# [Goal 1]
Copy the part of the sesame seed bagel thread between "## Andy M. (Jul" and "taxlady (Jul 28, 2019)", inclusive.
# [Goal 2]
Answer these questions from the sesame seed bagel thread:
(a) In which country do the friend's relatives own a sesame seed farm?
(b) According to Andy M., what is the worst that could happen?
(c) What kind of oven does taxlady say Saint Viateur Bagel uses?
# [Goal 3]
Continue the sesame seed bagel thread from where it stops.

# Sesame Seed Bagel question



## larry_stewart (Jul 28, 2019)

When making a sesame seed bagel, should you use toasted sesame seeds or untested ( which will get toasted during the baking process) ??

I just dont want already toasted sesame seeds to get too toasted and have that burnt flavor, yet, I also dont want the untoased ones not to get toasted enough as not to have  a toasted sesame seed flavor.

A friend has relatives in South Korea who own a sesame seed farm.  I was lucky enough to score the mother load of toasted sesame seeds from her, and now im just exploring ways to use them up ( other than taking a pinch every time I pass the jar of them).


----------



## Andy M. (Jul 28, 2019)

Since toasted sesame seeds are what you have, try a small batch with toasted seeds. Worst that could happen you scrape off burnt seeds.


----------



## taxlady (Jul 28, 2019)

When I see them making bagels a Saint Viateur Bagel, they use untoasted sesame seeds. They get plenty toasted while the bagels are baking. I don't know if the fact that they use a wood fired bagel oven makes a difference with the seeds.

Position identification records:
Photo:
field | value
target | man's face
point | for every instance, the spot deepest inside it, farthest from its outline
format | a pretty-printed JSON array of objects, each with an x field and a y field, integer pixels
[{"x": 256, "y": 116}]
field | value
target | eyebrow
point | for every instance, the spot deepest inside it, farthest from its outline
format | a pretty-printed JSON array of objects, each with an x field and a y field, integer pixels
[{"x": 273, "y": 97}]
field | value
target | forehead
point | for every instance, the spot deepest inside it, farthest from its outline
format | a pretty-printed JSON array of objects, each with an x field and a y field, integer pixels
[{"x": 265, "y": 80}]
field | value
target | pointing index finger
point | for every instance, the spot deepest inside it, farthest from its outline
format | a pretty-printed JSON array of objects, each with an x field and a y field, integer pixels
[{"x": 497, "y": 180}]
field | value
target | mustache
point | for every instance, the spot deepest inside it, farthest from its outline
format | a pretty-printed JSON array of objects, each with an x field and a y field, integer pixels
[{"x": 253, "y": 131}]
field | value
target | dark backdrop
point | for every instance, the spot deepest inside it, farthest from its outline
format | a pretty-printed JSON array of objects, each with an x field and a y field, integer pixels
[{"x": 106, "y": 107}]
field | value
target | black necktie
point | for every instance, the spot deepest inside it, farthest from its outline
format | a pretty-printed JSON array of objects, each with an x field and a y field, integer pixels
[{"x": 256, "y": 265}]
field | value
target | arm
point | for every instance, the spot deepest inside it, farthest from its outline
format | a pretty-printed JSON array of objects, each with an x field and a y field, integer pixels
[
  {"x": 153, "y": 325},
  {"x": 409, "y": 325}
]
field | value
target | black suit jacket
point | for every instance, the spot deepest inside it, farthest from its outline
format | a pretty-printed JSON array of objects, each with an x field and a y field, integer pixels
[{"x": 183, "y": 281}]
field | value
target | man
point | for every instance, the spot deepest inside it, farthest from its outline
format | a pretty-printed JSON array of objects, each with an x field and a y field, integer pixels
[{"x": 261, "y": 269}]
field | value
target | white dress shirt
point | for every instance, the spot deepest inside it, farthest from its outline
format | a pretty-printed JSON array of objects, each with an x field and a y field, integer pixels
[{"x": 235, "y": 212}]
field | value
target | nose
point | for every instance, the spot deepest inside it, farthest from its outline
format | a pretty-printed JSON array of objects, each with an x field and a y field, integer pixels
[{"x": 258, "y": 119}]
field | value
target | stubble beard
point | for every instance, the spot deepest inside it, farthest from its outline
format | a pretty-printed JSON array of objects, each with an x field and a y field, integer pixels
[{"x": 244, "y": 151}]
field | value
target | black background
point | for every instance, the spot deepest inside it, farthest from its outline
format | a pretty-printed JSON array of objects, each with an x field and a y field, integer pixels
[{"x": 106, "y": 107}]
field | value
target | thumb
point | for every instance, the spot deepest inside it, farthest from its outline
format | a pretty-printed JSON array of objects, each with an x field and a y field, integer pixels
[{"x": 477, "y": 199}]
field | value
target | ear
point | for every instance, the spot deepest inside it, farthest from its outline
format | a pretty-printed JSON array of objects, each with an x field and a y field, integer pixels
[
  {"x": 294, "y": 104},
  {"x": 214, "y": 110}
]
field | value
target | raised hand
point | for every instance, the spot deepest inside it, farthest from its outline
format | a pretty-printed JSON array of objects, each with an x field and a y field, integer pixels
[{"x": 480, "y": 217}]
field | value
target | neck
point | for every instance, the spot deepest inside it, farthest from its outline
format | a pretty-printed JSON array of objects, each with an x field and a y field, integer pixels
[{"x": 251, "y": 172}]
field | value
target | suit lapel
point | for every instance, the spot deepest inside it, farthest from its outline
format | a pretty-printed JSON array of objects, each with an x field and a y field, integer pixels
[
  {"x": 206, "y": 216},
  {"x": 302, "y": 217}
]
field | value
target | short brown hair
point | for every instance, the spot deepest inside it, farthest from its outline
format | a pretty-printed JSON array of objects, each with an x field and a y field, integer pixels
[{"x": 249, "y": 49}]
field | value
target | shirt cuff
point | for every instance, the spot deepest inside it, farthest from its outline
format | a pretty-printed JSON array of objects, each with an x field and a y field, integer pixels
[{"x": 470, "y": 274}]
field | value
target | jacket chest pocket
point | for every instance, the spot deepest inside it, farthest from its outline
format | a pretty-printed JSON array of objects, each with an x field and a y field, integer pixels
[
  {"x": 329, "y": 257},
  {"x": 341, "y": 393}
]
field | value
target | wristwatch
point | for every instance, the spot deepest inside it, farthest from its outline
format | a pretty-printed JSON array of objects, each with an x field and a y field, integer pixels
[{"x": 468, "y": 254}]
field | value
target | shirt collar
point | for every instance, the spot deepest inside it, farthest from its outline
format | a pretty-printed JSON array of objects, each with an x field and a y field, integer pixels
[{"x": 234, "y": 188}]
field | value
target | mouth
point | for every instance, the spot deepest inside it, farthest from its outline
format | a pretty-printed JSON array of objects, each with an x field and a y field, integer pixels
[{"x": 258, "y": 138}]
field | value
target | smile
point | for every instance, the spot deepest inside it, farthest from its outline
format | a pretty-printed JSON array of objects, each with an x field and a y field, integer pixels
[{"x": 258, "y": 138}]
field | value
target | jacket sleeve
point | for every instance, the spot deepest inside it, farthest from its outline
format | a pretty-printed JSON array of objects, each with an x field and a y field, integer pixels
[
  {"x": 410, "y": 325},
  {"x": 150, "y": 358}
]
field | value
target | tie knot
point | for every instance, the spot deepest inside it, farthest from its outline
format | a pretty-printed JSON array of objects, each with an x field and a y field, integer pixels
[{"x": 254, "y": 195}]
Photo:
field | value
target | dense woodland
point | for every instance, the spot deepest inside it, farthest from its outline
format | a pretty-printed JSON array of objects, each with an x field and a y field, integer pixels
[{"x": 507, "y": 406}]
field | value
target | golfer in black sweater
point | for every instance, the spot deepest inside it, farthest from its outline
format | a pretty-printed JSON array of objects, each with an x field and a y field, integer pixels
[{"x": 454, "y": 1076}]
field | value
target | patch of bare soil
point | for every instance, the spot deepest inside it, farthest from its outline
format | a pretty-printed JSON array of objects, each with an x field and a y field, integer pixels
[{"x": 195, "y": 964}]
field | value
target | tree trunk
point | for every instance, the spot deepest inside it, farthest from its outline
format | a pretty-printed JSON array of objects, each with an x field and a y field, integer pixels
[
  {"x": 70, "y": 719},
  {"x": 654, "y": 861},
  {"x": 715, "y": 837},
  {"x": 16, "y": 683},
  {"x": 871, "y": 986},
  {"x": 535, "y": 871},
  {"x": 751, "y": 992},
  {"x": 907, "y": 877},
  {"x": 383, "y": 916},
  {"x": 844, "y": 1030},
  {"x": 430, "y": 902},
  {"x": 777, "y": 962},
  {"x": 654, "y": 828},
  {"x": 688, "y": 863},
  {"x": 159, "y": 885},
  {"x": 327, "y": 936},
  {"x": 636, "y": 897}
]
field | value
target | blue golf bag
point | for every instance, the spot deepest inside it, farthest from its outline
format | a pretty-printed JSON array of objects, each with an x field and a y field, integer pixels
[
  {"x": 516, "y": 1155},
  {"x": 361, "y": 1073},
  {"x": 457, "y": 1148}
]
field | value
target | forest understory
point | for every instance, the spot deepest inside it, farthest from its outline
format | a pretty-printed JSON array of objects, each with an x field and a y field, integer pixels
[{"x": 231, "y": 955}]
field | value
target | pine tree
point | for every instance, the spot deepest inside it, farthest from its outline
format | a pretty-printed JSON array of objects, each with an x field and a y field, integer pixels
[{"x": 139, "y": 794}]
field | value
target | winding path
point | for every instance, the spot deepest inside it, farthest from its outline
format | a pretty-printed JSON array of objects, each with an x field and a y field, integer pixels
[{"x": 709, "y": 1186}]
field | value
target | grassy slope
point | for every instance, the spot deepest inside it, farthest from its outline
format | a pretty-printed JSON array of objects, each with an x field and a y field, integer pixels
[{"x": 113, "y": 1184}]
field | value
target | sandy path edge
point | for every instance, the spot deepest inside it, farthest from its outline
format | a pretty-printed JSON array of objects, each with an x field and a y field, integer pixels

# [Written answer 1]
## Andy M. (Jul 28, 2019)

Since toasted sesame seeds are what you have, try a small batch with toasted seeds. Worst that could happen you scrape off burnt seeds.


----------



## taxlady (Jul 28, 2019)

# [Written answer 2]
(a) South Korea
(b) You scrape off burnt seeds.
(c) A wood fired bagel oven

# [Written answer 3]
But, I do like Andy's suggestion. My experience with home toasted sesame seeds is that they don't stay fresh as long as raw ones. The oil seems to develop an off flavour.


----------



## GotGarlic (Jul 28, 2019)

taxlady said:


> When I see them making bagels a Saint Viateur Bagel, they use untoasted sesame seeds. They get plenty toasted while the bagels are baking. I don't know if the fact that they use a wood fired bagel oven makes a difference with the seeds.
> 
> But, I do like Andy's suggestion. My experience with home toasted sesame seeds is that they don't stay fresh as long as raw ones. The oil seems to develop an off flavour.


I keep sesame seeds in the freezer so they don't go rancid.

Larry, how long do you bake the bagels? I got a big bag of toasted sesame seeds in a Middle Eastern grocery store and I put them on burger buns before baking them for about 10 minutes. They don't burn.


----------



## Andy M. (Jul 28, 2019)

Bagels take longer than ten minutes. I cook mine for 34-35 minutes and I make mine smaller that bagel shop size.


----------



## larry_stewart (Jul 28, 2019)

I haven't made bagels in awhile, but now the sesame seeds are giving me the itch to make them.  I dont have a go to recipe.   At the rate im picking at them though, I my not have any left by the time I get to it.


----------



## GotGarlic (Jul 28, 2019)

I guess you'll have to experiment, then - if you get a chance to make them


----------



## Andy M. (Jul 28, 2019)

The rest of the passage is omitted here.